- **Excerpted passage**

Monitoring

Minimum viable monitoring for tidecoind checks five things: the process is running, the node is on the expected chain, block height is advancing, peer count is healthy, and disk space is not near exhaustion. Everything else builds on those signals.

This page is the operator runbook. It is not the external metrics integration guide; Prometheus, Grafana, log shipping, and exporter patterns belong in Monitoring Integration.

Quick health check

Run these checks first when a node looks unhealthy:


tidecoin-cli getblockchaininfo
tidecoin-cli getnetworkinfo
tidecoin-cli getmempoolinfo
tidecoin-cli uptime

For a wallet-capable node, also check wallet loading separately:


tidecoin-cli listwallets

Core signals

Signal	RPC or source	Healthy state
Process	systemd, container runtime, or process supervisor	Running and restarting only intentionally.
Chain	`getblockchaininfo.chain`	Matches the expected network.
IBD	`getblockchaininfo.initialblockdownload`	False after initial sync.

(Pointing and labeling entries)
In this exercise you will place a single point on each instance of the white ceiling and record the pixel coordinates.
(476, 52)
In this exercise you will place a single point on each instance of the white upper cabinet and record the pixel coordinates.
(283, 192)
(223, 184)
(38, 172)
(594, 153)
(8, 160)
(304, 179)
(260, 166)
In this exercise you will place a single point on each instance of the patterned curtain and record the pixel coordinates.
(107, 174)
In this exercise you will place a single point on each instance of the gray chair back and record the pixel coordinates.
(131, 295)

==

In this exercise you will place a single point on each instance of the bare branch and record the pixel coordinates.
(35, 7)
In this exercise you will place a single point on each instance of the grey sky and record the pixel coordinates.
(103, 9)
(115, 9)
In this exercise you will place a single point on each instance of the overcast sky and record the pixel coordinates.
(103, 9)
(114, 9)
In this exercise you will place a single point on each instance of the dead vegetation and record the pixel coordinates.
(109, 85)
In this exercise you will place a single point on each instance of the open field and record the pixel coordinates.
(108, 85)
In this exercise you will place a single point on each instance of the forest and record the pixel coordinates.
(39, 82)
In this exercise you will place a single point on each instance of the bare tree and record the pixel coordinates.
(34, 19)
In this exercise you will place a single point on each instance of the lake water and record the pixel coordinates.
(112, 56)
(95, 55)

--

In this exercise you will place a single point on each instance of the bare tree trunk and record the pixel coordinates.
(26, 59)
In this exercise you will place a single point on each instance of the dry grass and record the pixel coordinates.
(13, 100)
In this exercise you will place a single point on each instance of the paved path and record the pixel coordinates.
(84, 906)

- **Goals**
A: Please list every tidecoin-cli command that appears in the monitoring runbook.
B: Extend the monitoring runbook for tidecoind from the point where it stops.
The entries are separate material from the monitoring runbook.

- **Per-task answers**
A:
- tidecoin-cli getblockchaininfo
- tidecoin-cli getnetworkinfo
- tidecoin-cli getmempoolinfo
- tidecoin-cli uptime
- tidecoin-cli listwallets

B:
Block progress	`getblockchaininfo.blocks`, `headers`, `verificationprogress`	Blocks advance and do not lag headers unexpectedly.
Best hash	`getblockchaininfo.bestblockhash`	Agrees across your own nodes.
Peers	`getnetworkinfo.connections`	Above your operational threshold.
Network active	`getnetworkinfo.networkactive`	True.
Mempool	`getmempoolinfo.size`, `bytes`, `mempoolminfee`	Within expected range for the node role.
Disk	Filesystem and `getblockchaininfo.size_on_disk`	Enough free space for chain growth and logs.
Warnings	`getblockchaininfo.warnings`, `getnetworkinfo.warnings`	Empty.

Do not treat one node’s height as authoritative. Compare at least two nodes you control, or compare your node against a known-good external source during manual incident response.

Alert starting points

Tune exact thresholds to the deployment, but start with these classes:

Alert	Initial condition
Node down	RPC probe fails or supervisor reports the process stopped.
Stuck sync	`blocks` does not advance while peers are connected and headers are ahead.
IBD too long	`initialblockdownload` remains true after the planned sync window.
Low peers	`connections` stays below the node-role threshold.
Network disabled	`networkactive` is false.
Chain mismatch	`chain` is not the configured network.
Fleet split	Two controlled nodes report different best block hashes past a tolerance window.
Disk pressure	Free disk crosses the filesystem threshold.
Warnings	RPC `warnings` field becomes non-empty.
Deep reorg	A reorg exceeds the service’s configured tolerance.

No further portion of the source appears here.